(Beginning of Listed entries)
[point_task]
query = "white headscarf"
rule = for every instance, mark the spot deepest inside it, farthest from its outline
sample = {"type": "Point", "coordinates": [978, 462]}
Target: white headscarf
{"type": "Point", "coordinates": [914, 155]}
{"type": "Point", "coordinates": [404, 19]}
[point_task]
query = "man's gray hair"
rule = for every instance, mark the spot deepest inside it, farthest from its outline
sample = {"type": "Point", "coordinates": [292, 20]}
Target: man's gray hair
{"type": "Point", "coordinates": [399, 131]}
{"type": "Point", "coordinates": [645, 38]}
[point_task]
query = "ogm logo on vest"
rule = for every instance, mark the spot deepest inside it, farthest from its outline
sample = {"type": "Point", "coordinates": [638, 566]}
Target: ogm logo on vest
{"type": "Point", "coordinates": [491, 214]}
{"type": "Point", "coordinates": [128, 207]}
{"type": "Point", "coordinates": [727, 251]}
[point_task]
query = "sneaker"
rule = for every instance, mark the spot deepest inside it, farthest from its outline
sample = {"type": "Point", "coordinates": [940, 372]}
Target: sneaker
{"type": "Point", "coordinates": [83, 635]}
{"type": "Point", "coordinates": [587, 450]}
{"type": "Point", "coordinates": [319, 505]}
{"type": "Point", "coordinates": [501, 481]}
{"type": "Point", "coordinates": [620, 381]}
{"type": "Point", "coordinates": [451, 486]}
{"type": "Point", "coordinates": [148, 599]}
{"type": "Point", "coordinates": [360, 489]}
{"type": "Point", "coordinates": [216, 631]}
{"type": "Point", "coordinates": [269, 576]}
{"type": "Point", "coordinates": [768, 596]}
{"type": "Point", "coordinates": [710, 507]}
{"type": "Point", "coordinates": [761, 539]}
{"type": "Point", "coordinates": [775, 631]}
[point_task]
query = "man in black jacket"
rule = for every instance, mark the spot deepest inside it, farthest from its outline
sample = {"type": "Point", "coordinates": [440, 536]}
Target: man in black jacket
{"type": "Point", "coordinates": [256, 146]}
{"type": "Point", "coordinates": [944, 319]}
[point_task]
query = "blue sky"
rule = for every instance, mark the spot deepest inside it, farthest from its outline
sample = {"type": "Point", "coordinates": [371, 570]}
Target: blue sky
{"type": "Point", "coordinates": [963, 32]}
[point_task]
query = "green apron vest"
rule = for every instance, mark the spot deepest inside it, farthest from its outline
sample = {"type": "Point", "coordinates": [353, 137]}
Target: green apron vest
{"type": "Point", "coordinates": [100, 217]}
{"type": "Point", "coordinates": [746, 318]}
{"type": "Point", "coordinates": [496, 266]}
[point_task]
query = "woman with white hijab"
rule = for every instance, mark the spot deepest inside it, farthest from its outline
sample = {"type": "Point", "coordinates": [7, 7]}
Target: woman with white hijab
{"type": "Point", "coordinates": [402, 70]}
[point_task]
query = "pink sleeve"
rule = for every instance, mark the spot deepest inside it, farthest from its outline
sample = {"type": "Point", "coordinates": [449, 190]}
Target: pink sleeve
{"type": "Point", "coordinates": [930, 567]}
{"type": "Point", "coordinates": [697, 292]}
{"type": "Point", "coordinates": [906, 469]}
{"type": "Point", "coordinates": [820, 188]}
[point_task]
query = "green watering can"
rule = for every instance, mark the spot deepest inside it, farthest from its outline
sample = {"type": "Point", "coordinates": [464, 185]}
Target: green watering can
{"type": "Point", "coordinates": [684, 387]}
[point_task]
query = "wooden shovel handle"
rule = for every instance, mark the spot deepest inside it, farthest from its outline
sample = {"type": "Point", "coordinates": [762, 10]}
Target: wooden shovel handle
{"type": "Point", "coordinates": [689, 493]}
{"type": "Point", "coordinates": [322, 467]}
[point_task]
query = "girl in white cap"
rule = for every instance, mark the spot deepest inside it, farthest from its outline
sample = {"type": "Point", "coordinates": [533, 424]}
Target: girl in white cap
(End of Listed entries)
> **Exercise requirements**: Only lines that contain the string "query" count; pick each one out of the records and copy it.

> **Your response**:
query = "white headscarf"
query = "man's gray hair"
query = "ogm logo on vest"
query = "sneaker"
query = "man in black jacket"
query = "blue sky"
query = "green apron vest"
query = "woman with white hijab"
query = "pink sleeve"
query = "green watering can"
query = "wooden shovel handle"
query = "girl in white cap"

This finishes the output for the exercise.